┌─ Выбранный отрывок

Сегодня этого сделать нельзя. Сегодня это стало достаточно массовым явлением. Если когда-то Джордано Бруно можно было сжечь, то сегодня Джордано Бруно, иначе задумывающийся о мироздании, — это достаточно массовое явление. Другое дело, что человек, наверное, будет чем-то довольно серьезно платить за это интеллектуальное перевоплощение. Прежде всего на эмоциональном уровне, а может быть, и на физиологическом.

Хокинг за свою способность иначе видеть вселенную заплатил боковым амиотрофическим склерозом. Мы не знаем, отчего эта болезнь берется, но, может, это как-то связано с интеллектуальным прорывом. Может, это какая-то форма перерождения? 

 

Сейчас самая болезненная проблема в педагогике — это так называемый СДВГ, синдром дефицита внимания и гиперактивности. Есть люди, которые считают, что СДВГ — это болезнь, это надо лечить. Может быть. Но я боюсь (это во мне уже заговорил фантаст), что это не столько болезнь, сколько начало какой-то новой формы мышления. Современного ребенка очень трудно заставить десять минут спокойно слушать. Он и за пять минут понимает.

Я с некоторым ужасом отношусь к этой особенности детей. Я сейчас веду в новой школе мастерскую-семинар «Бейкер-стрит». Мы берем великие тайны эпохи — литературные, криминальные, социальные — обсуждаем их и расследуем. И вот, я в ужасе от того, что я еще только успел задуматься над проблемой, а они уже успели найти подходы к ее решению. Они не только соображают быстрее меня, они лучше меня знают, где взять информацию.

Вот я им даю одну из загадок, которая будет существовать в романе «Океан» — тайну смерти Элизы Лэм, довольно известная история. И они ее щелкают за две минуты, сразу понимают, на что надо обратить внимание, какие детали указывают на то, что эта история — вымысел, а не реальное убийство. Мне бы этого и в голову не пришло. Мы имеем дело не с дефицитом внимания, а с каким-то разгоном мышления до сверхчеловеческих скоростей. И вот это разделение на условных «тормозов» и «бегунов» для меня очень мучительно. Потому что мне с моим темпом мышления (достаточно высоким для моего поколения) приходится очень быстро бежать, чтобы оставаться хотя бы на их уровне, не говорю — быть выше.

└─
┌─ Предоставленные записи

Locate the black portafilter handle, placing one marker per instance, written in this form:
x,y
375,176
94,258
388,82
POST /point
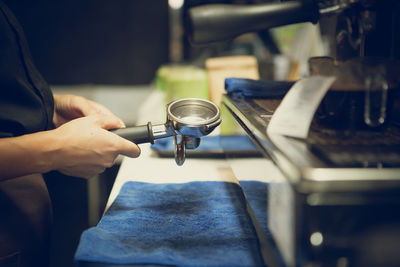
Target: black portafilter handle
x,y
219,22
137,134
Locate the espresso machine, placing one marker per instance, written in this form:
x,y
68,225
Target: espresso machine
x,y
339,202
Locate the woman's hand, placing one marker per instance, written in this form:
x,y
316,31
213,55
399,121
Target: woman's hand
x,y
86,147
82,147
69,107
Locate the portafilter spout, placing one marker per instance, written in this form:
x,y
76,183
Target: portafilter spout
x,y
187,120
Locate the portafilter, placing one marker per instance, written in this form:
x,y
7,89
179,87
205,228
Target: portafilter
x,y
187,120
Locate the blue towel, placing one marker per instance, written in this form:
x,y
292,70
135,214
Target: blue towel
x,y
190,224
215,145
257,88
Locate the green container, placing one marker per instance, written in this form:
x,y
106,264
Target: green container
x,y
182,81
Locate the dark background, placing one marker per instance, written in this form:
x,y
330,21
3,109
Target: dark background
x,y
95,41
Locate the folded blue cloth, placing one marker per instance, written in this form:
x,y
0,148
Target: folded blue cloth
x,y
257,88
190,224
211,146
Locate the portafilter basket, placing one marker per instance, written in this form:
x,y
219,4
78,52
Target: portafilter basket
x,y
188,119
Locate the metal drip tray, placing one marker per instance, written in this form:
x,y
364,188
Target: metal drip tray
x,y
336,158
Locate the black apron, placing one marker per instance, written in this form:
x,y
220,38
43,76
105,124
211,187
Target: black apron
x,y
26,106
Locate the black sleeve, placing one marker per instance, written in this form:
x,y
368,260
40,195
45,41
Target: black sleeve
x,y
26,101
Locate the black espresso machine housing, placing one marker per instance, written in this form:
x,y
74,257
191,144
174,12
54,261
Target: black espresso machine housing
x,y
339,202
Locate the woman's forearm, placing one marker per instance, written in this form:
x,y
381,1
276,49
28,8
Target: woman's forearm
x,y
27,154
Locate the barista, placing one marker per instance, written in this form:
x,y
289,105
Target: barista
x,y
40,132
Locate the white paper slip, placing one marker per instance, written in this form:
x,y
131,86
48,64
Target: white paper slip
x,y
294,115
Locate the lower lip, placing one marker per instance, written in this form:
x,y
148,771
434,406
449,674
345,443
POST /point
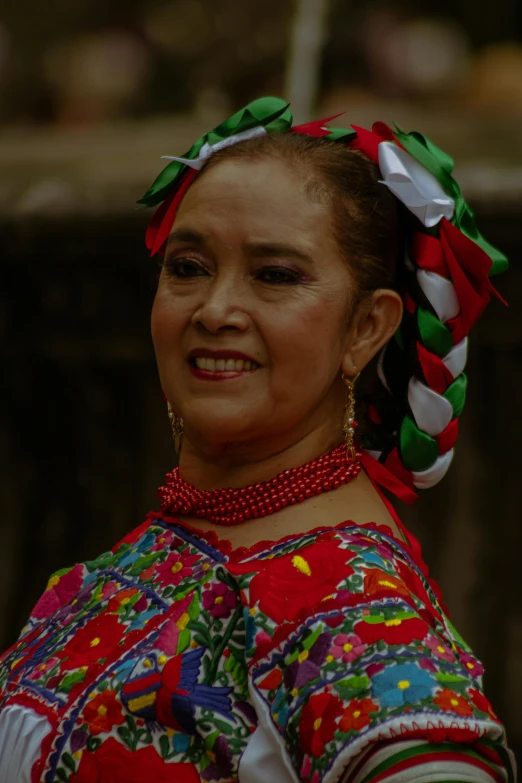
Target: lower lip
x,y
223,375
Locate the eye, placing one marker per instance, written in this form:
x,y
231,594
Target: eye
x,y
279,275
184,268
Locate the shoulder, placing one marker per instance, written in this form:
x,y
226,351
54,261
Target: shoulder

└─

-- Задания --
a) Укажите, как называется мастерская-семинар, которая упоминается в отрывке о новом мышлении.
b) Продолжите отрывок о новом мышлении, начиная сразу после его последнего предложения.
Записи взяты из другого источника.

-- Ответы по заданиям --
a) «Бейкер-стрит».

b)
Мы стоим перед этим вызовом, надо что-то с этим делать. Но самое главное — надо как-то уживаться в рамках одного человечества с этими новыми людьми. Господь так разумно устроил, что мы почти не попадаем в поле зрения друг друга. Но есть ситуации, в которых мы неизбежно пересекаемся. Таких ситуаций две: секс и политика. В сексе мы хочешь не хочешь общаемся с противоположным полом, и тут возможно влюбиться в другого человека, в другой биологический вид. А в политике есть всеобщее избирательное право, где одни голосуют так, а другие сяк. Как мы будем тут уживаться, я пока не знаю. 

Раскол на красных и белых не был антропологическим, это были люди одной породы, и они пели одни песни. А вот нынешние люди поют разные песни, и их песни несовместимы. Это страшно. Крым — это не тема раскола, это предлог, чтобы он вышел наружу. Как мы будем дальше — я не знаю. У нас разное все. Им нравится, условно говоря, доминировать, а нам — сотрудничать. И я не знаю, какие тут могут быть варианты.

Это хорошо почувствовал Щербаков в своей песне «Не скифы» (всем ее рекомендую). Он этот вопрос еще раз поставил ребром. Были блоковские «Скифы», а сто лет спустя ему Щербаков ответил: «Не скифы». Этот раскол сейчас — самый мучительный, и как его преодолевать, я пока не придумал.

И роман «Океан» я пишу об этом, в общем. Но… Если уж выдавать все тайны: почему Женщина из Исдален никем не была опознана? Потому что она находилась не на их уровне восприятия. Механизм ее совершенно абсурдных передвижений по Европе находится вне логики ее современников. Поэтому ее убили, и как это произошло — не важно.

Почему не опознан Человек из Сомертона? Потому что он находился на том уровне, который был недоступен остальным. Поэтому до известной степени, пока он не умер, он был им просто не видим. Вот это я пытаюсь рассказать.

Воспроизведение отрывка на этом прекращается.